TESTO DI PARTENZA -

/---

Per primo abbiamo chiesto: Cos’è che ha spinto tanti giovani a seguirlo?
Testimonianze
Don Stefano Gerbaudo nasce a Centallo nel 1909 e muore a Fossano il 28 settembre 1950; appena 41 anni di vita, tutti spesi per le anime, in parrocchia, poi tra i seminaristi e le Giovani dell’ Azione Cattolica.
Entra in seminario a 14 anni. E’ sostenuto dal fermo proposito di essere “sacerdote santo a qualunque costo” .
Ecco la figura di “sacerdote santo” che emerge da alcune testimonianze inedite raccolte per il film documentario in lavorazione.
Don Stefano:
- un prete giovane che ha dato la vita per i giovani;
- un prete di preghiera, un prete povero, che si è fatto santo giorno per giorno, a piccoli passi – “a pochitus – a pochitus” -;
- un prete eroico nel fidarsi ciecamente dell'amore del Signore.
- Don Stefano un prete giovane dei giovani
“...Ecco, so questo: la gente per lui fu soprattutto la gioventù femminile e la gioventù femminile allora seguiva con intensità, seguiva con fedeltà, seguiva con generosità la sua chiamata alla santità.

\---

CONSEGNE -
**A.** Nel testo su don Stefano Gerbaudo, riscrivi in forma di elenco il paragrafo che comincia con "Don Stefano Gerbaudo nasce a Centallo", mantenendo i fatti principali.
**B.** Traduci in inglese, per favore, questa frase del testo su don Stefano Gerbaudo: "E’ sostenuto dal fermo proposito di essere “sacerdote santo a qualunque costo”."
**C.** Prosegui il testo su don Stefano Gerbaudo dopo la sua ultima frase.
I record non servono per questo esercizio.

MATERIALE FORNITO -

/---

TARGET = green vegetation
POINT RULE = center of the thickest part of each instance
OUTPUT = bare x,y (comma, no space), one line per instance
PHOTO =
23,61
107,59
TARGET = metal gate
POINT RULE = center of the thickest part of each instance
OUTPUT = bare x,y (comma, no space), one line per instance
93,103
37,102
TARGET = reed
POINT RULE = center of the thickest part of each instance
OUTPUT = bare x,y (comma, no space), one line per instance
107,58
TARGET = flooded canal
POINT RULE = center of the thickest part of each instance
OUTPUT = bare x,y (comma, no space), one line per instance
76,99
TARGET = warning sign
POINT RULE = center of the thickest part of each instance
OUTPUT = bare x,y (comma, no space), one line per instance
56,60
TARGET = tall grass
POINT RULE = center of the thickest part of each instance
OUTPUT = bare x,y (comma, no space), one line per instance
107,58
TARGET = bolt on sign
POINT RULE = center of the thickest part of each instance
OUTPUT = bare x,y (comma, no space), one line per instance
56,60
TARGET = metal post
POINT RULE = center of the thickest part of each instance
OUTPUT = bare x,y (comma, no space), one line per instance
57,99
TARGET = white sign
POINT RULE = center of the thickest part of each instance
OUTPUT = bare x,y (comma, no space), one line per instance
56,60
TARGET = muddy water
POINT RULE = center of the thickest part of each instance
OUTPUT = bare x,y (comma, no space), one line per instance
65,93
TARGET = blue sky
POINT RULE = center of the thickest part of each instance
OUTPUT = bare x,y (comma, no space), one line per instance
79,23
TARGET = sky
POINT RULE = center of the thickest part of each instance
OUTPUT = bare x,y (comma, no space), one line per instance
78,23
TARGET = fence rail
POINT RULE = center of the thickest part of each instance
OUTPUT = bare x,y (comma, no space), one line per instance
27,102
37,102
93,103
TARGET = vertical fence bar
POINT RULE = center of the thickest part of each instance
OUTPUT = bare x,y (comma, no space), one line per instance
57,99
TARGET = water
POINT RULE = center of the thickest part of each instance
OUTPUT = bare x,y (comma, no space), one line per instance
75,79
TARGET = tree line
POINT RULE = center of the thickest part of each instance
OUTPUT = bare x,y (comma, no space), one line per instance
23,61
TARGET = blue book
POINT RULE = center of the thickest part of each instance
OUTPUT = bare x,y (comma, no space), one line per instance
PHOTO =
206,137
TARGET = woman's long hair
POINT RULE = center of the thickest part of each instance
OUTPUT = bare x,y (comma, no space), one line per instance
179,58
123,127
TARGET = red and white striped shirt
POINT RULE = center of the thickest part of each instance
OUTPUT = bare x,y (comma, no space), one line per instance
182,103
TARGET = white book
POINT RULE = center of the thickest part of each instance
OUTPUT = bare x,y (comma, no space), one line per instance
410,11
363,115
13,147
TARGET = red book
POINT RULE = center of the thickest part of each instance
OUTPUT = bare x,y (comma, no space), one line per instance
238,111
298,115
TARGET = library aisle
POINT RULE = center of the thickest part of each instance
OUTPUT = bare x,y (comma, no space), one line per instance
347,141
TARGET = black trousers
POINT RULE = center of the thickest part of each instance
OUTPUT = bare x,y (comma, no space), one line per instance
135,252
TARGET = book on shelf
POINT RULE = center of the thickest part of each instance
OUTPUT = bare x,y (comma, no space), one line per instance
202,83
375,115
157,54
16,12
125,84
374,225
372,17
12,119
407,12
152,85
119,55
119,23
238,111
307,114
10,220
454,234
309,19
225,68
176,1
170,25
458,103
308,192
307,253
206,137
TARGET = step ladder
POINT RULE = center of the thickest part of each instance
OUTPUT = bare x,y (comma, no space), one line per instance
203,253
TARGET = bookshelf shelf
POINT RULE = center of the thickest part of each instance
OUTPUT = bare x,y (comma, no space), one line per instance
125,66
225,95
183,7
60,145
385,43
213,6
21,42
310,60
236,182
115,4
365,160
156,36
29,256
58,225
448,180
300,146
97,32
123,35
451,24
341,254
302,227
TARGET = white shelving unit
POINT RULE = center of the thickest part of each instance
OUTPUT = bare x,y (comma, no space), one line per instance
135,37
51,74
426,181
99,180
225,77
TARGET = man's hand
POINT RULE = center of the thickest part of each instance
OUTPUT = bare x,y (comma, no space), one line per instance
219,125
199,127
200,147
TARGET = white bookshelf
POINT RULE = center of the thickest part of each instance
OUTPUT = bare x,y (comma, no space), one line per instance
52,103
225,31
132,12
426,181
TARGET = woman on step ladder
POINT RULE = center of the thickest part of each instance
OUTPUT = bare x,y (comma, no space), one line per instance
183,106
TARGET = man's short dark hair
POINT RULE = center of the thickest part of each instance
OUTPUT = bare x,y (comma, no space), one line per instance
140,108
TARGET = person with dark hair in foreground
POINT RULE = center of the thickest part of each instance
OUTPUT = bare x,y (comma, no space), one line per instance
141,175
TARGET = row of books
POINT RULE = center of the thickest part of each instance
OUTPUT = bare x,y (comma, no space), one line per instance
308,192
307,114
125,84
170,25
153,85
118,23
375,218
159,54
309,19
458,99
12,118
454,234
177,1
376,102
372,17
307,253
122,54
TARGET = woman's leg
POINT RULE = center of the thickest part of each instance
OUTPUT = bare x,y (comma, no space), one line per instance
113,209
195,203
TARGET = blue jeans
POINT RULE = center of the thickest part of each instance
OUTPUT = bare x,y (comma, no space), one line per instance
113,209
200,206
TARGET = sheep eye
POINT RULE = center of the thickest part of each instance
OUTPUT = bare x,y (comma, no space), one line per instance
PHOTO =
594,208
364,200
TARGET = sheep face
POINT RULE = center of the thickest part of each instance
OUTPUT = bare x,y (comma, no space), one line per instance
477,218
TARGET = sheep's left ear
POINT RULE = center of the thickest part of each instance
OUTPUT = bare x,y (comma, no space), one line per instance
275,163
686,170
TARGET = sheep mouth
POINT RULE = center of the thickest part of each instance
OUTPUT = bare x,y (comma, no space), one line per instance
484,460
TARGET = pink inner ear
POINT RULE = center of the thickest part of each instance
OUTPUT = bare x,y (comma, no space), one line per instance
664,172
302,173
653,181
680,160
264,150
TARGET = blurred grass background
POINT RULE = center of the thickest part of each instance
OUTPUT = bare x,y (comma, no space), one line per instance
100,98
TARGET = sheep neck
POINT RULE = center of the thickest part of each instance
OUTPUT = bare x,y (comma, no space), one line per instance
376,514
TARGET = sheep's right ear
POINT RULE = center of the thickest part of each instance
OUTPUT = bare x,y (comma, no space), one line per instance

\---

RISPOSTE -
**A.**
- Nasce a Centallo nel 1909.
- Muore a Fossano il 28 settembre 1950, a soli 41 anni.
- Spende tutta la vita per le anime: prima in parrocchia, poi tra i seminaristi e le Giovani dell'Azione Cattolica.

**B.** He is sustained by the firm resolve to be a "holy priest at any cost."

**C.**
Questo lo posso testimoniare... qualche volta noi seminaristi ci lamentavamo anche un po’ perché non aveva tanto tempo per noi, ma sapevamo che il suo tempo era dato per la Santità di questa gioventù....”
“....Le giovani frequentavano proprio tanto. L'azione cattolica lavorava molto bene, però possiamo dire proprio grazie al lavoro di approfondimento, al lavoro di formazione, di preghiera che ci faceva fare...”
“... l'ho conosciuto alla Scuola di Propaganda.... mi ha subito interessato il suo modo di fare, la sua gentilezza, soprattutto il suo senso di puntualità...”
“...Per me prima di tutto è proprio la sua vita, è lui... lui come era, come viveva il suo sacerdozio, come viveva il suo rapporto con le persone, con noi dell’Azione Cattolica, nelle parrocchie... La sua preghiera, la sua preghiera...”
“... quello che ricordo di più è questo: l’ho sempre visto sereno, calmo, mai alterato, mai, mai, anche se c’erano dei motivi. Il lavoro anche per lui era tanto, non aveva solo i chierici, i seminaristi, ma l’Azione Cattolica Gioventù Femminile che allora dava tanto lavoro fruttuoso: quante missionarie formate da lui sono partite per il terzo mondo o sono rimaste in diocesi al pieno servizio totale del Signore e della chiesa ...”
“...Perché lui non aveva timore di presentare la vocazione, di testimoniare che lui era un sacerdote felice, che era un sacerdote contento, che era un sacerdote che della sua vita non poteva sognare di più. Lui dava la testimonianza di questo e dando la testimonianza c'era chi lo seguiva...”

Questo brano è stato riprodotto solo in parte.